Assigned task: In the article on variance below, which Excel function gives the variance of a data set?

Extracted text:
Using Variance to Determine Dispersion
In my distributions articles (stats link) I illustrated distributions and how their shapes may be understood in terms of data points and their relation to the mean.
Since the mean represents the average of all values, understanding the spread of all data points, or the average distance data points from the mean would be very helpful.
I’ll begin with a simple data set of disease diagnoses for each age groups to demonstrate how to use Excel to determine variance for a data set.
As you can see, the average diagnosis for all diagnoses (438) is close to 49.
Variance represents a difference between two measurements, in this case how far a data point resides from the mean.
First, I’ll calculate the variance for each data point to see how far away each data point resides from the mean.
Note: negative values denote data points falling to the left of the mean with positive values falling to the right.
As you can see, the Deviation column now shows how far each data point resides from the mean. For example, the first data point for the Age Group 26 – 30 has a diagnosis of 26, which is almost 23 (22.67) from the mean of 48.67.
Deviation is another word for variance to represent this difference of the data point from the mean.
Remember from above the negative symbol denotes data points which fall to the left of the mean and positive values fall to the right.
Now, I’m going to produce a square of all the deviation values, ending with an average of them at the bottom.
Excel provides a very helpful function to determine variance for a data set which produces the same value for variance as the last image (319.78).
As you can see, the VAR.P() function produces the average of all variances squared from the data set as illustrated in the table above.

Exercise data:
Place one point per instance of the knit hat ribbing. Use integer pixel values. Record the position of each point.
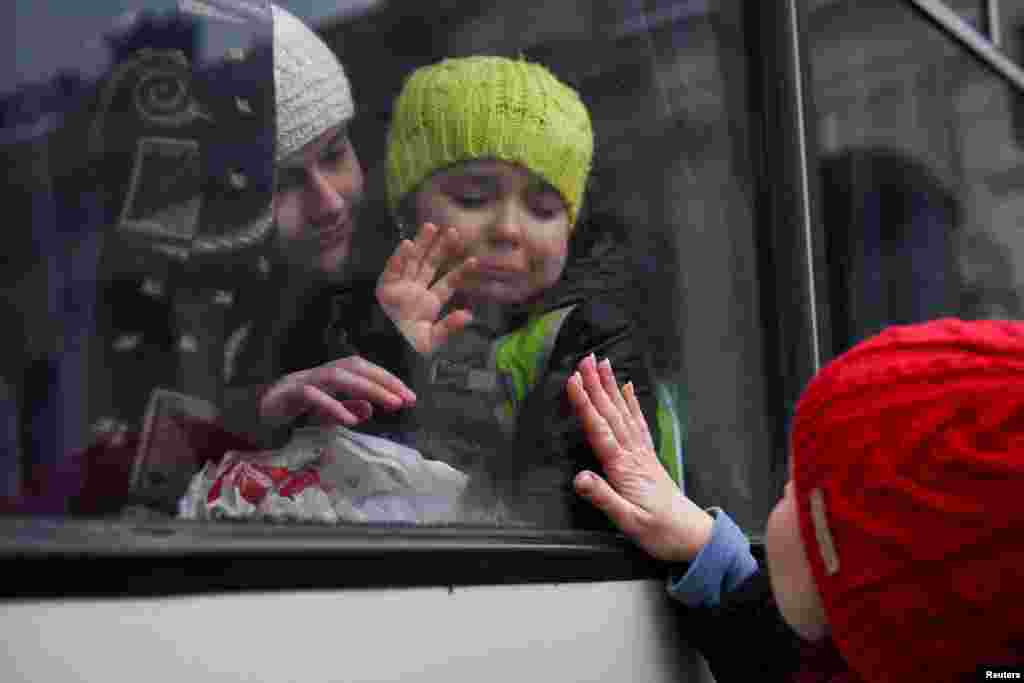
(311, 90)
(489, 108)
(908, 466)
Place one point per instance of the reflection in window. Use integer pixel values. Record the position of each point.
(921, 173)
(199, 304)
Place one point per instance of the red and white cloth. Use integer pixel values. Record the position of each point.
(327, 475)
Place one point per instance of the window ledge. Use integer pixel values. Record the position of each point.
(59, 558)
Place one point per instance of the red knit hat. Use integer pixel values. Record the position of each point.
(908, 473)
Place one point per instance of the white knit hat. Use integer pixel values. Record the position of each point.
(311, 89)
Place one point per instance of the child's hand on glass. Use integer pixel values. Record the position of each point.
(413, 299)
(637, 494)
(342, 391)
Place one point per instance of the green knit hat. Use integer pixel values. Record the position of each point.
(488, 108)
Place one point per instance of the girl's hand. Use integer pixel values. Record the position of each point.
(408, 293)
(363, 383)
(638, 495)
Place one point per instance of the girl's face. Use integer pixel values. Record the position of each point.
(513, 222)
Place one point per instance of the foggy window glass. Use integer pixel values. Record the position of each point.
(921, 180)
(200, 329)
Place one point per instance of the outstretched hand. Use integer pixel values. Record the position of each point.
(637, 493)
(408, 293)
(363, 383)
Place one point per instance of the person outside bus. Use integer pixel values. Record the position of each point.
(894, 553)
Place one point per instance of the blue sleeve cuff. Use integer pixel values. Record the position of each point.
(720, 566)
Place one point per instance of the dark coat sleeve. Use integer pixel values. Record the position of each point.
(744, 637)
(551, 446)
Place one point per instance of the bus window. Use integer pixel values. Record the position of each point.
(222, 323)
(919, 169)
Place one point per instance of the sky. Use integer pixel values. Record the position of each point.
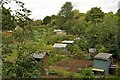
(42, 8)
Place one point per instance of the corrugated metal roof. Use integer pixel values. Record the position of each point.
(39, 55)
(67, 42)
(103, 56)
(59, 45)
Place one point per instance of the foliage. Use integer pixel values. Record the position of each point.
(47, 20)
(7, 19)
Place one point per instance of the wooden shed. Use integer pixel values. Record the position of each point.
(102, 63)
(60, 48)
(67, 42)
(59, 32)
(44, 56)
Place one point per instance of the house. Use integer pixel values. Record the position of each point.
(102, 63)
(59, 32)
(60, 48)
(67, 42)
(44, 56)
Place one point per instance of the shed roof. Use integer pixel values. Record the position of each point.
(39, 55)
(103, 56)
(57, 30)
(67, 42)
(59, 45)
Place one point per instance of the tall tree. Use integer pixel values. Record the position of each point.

Answer box: VAR.P()